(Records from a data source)

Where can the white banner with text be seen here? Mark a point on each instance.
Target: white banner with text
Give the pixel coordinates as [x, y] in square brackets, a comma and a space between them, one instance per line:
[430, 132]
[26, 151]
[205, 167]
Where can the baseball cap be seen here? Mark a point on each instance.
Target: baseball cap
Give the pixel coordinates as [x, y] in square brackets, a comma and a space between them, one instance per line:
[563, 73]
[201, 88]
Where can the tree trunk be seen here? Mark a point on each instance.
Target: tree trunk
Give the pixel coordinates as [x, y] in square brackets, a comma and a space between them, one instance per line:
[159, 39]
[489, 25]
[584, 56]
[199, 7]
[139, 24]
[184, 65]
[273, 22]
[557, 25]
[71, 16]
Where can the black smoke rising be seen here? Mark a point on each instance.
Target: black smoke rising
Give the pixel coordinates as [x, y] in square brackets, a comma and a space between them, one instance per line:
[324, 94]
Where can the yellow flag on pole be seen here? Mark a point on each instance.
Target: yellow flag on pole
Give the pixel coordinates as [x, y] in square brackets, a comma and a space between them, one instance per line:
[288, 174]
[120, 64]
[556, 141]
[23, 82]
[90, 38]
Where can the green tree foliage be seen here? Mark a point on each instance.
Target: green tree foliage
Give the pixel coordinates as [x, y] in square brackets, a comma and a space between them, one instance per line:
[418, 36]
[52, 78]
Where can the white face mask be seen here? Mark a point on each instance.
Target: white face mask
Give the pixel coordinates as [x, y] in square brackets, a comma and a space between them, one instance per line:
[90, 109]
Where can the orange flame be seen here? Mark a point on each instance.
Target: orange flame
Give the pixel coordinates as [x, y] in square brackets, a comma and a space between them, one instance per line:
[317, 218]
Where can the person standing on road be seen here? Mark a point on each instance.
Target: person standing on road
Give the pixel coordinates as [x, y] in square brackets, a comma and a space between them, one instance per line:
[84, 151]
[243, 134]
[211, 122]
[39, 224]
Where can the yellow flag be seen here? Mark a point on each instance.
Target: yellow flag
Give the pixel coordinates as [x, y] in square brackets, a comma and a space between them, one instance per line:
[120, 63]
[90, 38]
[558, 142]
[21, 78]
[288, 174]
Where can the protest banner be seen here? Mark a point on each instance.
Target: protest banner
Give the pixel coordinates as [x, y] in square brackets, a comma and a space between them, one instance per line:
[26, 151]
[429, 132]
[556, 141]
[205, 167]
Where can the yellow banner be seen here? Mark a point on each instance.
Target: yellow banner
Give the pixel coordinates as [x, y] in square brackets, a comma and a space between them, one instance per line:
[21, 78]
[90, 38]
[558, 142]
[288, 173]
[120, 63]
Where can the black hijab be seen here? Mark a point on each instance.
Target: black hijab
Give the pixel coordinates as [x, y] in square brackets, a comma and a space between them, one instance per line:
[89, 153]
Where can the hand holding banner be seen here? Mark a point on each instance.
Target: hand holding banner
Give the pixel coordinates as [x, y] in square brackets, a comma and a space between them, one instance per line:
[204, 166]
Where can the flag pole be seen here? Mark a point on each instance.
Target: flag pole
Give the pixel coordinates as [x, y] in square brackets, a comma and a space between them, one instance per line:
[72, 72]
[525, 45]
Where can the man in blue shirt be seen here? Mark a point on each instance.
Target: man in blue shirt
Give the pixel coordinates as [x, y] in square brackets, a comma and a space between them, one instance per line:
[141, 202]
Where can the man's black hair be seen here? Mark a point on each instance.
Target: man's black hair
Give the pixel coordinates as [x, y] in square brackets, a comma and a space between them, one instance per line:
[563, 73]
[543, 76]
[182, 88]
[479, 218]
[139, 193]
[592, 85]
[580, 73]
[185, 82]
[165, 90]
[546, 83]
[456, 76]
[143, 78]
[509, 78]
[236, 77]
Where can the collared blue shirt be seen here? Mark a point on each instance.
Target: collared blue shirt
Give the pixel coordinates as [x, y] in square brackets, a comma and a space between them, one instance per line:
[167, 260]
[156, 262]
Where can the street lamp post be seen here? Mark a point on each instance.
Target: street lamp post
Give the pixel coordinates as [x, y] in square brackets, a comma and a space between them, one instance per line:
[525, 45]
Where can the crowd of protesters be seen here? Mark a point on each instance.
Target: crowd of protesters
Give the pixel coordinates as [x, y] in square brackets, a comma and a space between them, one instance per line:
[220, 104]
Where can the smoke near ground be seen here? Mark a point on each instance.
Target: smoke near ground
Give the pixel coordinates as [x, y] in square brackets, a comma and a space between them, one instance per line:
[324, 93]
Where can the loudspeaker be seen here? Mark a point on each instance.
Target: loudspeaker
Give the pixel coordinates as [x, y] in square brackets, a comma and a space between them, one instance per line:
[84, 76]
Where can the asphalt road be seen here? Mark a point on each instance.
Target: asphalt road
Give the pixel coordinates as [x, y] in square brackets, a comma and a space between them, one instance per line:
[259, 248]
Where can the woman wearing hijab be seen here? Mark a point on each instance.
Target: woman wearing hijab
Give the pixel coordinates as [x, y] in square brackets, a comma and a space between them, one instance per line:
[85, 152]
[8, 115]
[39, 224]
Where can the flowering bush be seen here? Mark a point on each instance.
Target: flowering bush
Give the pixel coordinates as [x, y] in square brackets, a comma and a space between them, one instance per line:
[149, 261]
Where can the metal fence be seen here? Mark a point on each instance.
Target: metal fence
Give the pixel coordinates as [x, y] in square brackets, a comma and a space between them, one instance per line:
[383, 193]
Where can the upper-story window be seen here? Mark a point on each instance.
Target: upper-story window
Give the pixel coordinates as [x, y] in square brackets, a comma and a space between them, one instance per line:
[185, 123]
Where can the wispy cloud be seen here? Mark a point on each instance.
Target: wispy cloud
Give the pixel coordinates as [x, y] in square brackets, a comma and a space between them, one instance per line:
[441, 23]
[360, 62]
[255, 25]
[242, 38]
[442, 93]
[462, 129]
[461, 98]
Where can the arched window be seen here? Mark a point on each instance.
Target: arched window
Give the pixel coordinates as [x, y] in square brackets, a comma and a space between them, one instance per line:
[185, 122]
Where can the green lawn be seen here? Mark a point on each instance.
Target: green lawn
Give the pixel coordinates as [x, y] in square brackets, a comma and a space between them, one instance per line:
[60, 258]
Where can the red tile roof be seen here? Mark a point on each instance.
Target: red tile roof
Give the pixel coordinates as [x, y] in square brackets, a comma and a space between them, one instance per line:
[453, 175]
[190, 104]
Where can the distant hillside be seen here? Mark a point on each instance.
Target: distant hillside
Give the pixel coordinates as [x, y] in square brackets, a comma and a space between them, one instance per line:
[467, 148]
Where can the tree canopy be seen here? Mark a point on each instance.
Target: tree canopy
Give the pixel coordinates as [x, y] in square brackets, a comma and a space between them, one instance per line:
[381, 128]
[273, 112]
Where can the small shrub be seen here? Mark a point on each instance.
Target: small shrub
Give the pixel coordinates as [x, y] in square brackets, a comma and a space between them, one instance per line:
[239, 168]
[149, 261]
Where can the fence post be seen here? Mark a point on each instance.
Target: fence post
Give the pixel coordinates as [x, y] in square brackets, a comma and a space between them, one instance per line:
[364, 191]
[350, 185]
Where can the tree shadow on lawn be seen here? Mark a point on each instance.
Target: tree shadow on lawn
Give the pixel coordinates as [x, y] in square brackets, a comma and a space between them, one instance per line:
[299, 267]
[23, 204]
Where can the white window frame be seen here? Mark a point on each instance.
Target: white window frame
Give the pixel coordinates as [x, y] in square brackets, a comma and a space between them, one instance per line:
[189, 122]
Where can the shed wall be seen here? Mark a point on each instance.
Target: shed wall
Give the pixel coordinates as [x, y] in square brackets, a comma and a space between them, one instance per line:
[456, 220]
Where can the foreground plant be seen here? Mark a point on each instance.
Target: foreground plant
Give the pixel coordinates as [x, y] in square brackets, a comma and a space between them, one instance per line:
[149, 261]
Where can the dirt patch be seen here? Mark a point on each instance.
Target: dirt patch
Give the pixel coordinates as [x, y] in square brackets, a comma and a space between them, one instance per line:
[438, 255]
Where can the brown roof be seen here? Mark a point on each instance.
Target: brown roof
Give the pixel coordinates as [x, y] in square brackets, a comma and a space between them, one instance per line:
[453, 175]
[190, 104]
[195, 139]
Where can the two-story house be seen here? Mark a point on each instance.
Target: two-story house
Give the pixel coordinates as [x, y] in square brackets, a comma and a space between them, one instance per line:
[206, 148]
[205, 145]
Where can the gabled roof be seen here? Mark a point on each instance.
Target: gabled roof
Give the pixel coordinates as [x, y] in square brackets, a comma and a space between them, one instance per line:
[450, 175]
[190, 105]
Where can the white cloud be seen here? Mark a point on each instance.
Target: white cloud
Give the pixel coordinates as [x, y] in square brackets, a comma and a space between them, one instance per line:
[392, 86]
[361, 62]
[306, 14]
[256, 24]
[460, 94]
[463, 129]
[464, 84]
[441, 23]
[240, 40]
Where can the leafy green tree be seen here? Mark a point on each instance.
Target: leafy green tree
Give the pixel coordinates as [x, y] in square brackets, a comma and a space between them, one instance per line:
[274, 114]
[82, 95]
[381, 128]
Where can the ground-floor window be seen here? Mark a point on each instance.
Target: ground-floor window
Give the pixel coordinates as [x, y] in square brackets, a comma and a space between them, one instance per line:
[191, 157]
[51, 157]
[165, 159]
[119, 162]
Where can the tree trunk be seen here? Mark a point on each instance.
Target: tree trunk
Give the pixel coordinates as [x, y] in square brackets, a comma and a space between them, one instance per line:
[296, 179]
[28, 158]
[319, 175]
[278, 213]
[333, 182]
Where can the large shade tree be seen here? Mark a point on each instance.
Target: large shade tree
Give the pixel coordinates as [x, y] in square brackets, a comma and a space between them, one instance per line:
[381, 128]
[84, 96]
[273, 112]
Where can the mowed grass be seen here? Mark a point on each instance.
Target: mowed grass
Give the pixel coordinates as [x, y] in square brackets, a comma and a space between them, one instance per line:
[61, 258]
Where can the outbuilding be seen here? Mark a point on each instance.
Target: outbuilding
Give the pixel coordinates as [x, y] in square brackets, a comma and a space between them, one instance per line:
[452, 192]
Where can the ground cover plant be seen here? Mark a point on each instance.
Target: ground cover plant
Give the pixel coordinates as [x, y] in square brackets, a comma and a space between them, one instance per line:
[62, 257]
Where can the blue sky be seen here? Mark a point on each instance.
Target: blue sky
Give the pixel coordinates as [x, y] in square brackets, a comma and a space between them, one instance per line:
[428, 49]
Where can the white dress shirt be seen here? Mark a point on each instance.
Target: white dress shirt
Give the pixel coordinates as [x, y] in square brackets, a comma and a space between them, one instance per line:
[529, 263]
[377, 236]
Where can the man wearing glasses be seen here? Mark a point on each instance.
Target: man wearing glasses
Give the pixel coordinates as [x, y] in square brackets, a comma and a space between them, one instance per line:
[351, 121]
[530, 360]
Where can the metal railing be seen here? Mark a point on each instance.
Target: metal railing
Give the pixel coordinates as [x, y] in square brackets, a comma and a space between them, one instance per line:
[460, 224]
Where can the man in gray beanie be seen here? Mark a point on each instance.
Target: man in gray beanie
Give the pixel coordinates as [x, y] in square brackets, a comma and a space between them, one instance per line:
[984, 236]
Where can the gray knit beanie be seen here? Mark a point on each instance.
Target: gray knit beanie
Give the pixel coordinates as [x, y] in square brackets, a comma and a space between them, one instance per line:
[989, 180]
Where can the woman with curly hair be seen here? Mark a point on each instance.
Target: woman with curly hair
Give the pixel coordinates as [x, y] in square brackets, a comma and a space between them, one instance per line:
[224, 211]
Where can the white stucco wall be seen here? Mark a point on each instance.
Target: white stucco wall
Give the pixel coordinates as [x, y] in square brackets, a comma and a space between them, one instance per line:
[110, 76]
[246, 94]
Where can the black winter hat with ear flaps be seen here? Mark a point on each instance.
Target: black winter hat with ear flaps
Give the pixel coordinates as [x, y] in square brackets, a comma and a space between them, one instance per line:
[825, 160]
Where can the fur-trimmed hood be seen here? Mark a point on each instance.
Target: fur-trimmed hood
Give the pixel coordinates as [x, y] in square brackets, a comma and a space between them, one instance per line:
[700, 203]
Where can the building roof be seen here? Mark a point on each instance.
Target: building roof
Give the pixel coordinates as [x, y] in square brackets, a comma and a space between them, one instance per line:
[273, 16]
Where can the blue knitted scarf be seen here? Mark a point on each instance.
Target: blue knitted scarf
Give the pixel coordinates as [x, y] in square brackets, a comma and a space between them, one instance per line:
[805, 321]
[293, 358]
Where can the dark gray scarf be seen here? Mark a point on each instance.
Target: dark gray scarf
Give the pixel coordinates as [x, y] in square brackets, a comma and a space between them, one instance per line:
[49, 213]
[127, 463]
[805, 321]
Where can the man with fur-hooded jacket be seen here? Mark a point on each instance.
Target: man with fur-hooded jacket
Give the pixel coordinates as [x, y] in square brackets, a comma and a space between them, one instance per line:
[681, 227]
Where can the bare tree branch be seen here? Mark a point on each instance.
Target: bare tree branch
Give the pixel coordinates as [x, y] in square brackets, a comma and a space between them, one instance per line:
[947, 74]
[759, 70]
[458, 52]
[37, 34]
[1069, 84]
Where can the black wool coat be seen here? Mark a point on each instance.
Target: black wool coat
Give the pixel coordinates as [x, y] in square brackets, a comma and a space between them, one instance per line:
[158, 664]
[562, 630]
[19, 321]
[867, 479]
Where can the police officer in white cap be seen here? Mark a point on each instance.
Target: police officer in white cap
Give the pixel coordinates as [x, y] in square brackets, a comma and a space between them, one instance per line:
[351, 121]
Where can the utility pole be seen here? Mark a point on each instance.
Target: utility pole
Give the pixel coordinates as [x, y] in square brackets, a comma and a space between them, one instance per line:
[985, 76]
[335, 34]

Task to carry out: Could you quote, exactly as they appear, the line containing "Where can the police" and every line after it to the end of the records above?

Response to this exercise:
Where can the police officer in white cap be seen here? Mark a point on each instance.
Target: police officer in white cap
Give the pixel coordinates as [x, y] in square brackets, a comma and a space between them, one instance per line:
[351, 121]
Where can the utility pole be seen here? Mark a point on each instance.
Target: utility pole
Give the pixel coordinates as [x, y] in square brackets, a comma and a space between them, one instance per line:
[985, 76]
[335, 34]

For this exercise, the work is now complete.